> _Task item_
The listing below needs to be copied in full, exactly.

> _Records provided_

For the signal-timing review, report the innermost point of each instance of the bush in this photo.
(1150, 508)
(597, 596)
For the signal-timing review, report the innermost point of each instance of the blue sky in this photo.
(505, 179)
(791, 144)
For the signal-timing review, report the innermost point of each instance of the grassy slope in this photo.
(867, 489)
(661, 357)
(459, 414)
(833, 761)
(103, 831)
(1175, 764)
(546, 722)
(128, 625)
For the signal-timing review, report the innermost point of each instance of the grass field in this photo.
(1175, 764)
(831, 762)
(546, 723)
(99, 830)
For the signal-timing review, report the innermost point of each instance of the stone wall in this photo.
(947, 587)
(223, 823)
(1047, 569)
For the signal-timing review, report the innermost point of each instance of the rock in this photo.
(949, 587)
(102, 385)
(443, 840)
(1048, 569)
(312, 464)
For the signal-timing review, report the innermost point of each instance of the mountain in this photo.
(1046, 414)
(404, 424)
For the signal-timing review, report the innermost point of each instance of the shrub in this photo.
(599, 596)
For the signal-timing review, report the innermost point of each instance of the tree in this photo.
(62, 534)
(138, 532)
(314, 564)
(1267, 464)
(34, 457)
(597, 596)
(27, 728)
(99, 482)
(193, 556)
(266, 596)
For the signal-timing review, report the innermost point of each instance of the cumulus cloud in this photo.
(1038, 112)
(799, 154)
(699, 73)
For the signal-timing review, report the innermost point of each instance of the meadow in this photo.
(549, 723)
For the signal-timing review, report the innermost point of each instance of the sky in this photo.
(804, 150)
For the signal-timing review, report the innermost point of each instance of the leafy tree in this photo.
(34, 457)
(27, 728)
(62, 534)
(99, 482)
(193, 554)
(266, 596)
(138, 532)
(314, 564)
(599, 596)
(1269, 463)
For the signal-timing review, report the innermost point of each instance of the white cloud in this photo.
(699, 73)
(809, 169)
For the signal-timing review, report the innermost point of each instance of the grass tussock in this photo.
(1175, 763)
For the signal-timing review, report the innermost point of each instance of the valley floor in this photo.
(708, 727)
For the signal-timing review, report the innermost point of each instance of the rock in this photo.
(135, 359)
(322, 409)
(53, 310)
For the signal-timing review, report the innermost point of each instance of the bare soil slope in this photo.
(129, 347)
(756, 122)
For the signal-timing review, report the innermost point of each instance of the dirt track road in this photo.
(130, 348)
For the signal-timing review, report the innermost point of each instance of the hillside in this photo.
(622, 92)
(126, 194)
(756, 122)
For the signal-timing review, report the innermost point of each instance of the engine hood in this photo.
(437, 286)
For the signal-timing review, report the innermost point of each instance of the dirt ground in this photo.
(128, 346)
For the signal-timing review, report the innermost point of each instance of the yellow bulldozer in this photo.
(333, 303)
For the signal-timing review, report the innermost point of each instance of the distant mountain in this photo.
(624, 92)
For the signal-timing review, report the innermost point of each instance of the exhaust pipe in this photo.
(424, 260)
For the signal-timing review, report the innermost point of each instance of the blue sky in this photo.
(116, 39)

> _Response to the task_
For the signal-timing review, report the innermost point of each instance of the bush in this photo.
(1150, 508)
(597, 596)
For the signal-timing review, report the innermost point of each instance of the blue sky in this photo.
(505, 179)
(791, 144)
For the signal-timing review, report the innermost point of each instance of the grassy slope in this photo.
(867, 489)
(661, 357)
(459, 414)
(833, 761)
(103, 831)
(1175, 764)
(546, 722)
(128, 625)
For the signal-timing review, report the innermost point of each instance of the grass field in this photo.
(1175, 764)
(831, 762)
(546, 723)
(99, 830)
For the signal-timing review, report the innermost point of each instance of the stone wall in this photo.
(947, 587)
(223, 823)
(1047, 569)
For the signal-timing review, report the innermost point of each instance of the rock in this photo.
(949, 587)
(102, 385)
(443, 840)
(1048, 569)
(312, 464)
For the signal-timing review, report the innermost point of each instance of the mountain in this photo.
(1046, 414)
(404, 424)
For the signal-timing review, report the innermost point of each instance of the shrub in this photo.
(599, 596)
For the signal-timing review, report the innermost point of each instance of the tree in this photo.
(62, 534)
(138, 532)
(314, 564)
(1267, 464)
(34, 457)
(597, 596)
(27, 728)
(99, 482)
(193, 556)
(266, 596)
For the signal-timing review, report the innermost point of each instance of the cumulus cloud in this photo.
(1038, 112)
(799, 154)
(699, 73)
For the signal-timing review, report the innermost point of each instance of the meadow in this photo.
(549, 723)
For the signal-timing review, report the innermost point of each instance of the sky in this photo.
(804, 150)
For the signal-timing review, report the innermost point of each instance of the leafy tree in this photo.
(34, 457)
(27, 728)
(62, 534)
(99, 482)
(193, 554)
(266, 596)
(138, 532)
(314, 564)
(599, 596)
(1269, 463)
For the signal-timing review, report the innermost point of each instance of the white cloud in this photo.
(699, 73)
(809, 169)
For the signal-timing review, report the innermost point of each instance of the grass tussock in this photo.
(1175, 763)
For the signal-timing review, report the innermost point of each instance of the valley floor in this photo.
(708, 727)
For the signal-timing review, report the innermost point of each instance of the rock in this photo.
(135, 359)
(322, 409)
(53, 310)
For the signal-timing review, report the innermost point of each instance of the bare soil slope in this photo.
(129, 347)
(756, 122)
For the signal-timing review, report the innermost point of each instance of the dirt track road in this photo.
(130, 348)
For the signal-timing review, report the innermost point of each instance of the hillside in this photo.
(622, 92)
(126, 194)
(756, 122)
For the signal-timing review, report the innermost point of each instance of the engine hood in this photo.
(437, 286)
For the signal-timing review, report the innermost point of each instance of the dirt ground in this photo.
(128, 346)
For the signal-timing review, report the innermost point of each instance of the yellow bulldozer in this photo.
(333, 303)
For the signal-timing review, report the innermost point of each instance of the distant mountain in this photo.
(624, 92)
For the signal-timing review, report the innermost point of each instance of the exhaust pipe in this photo.
(424, 260)
For the signal-timing review, report the innermost point of each instance of the blue sky in this photo.
(116, 39)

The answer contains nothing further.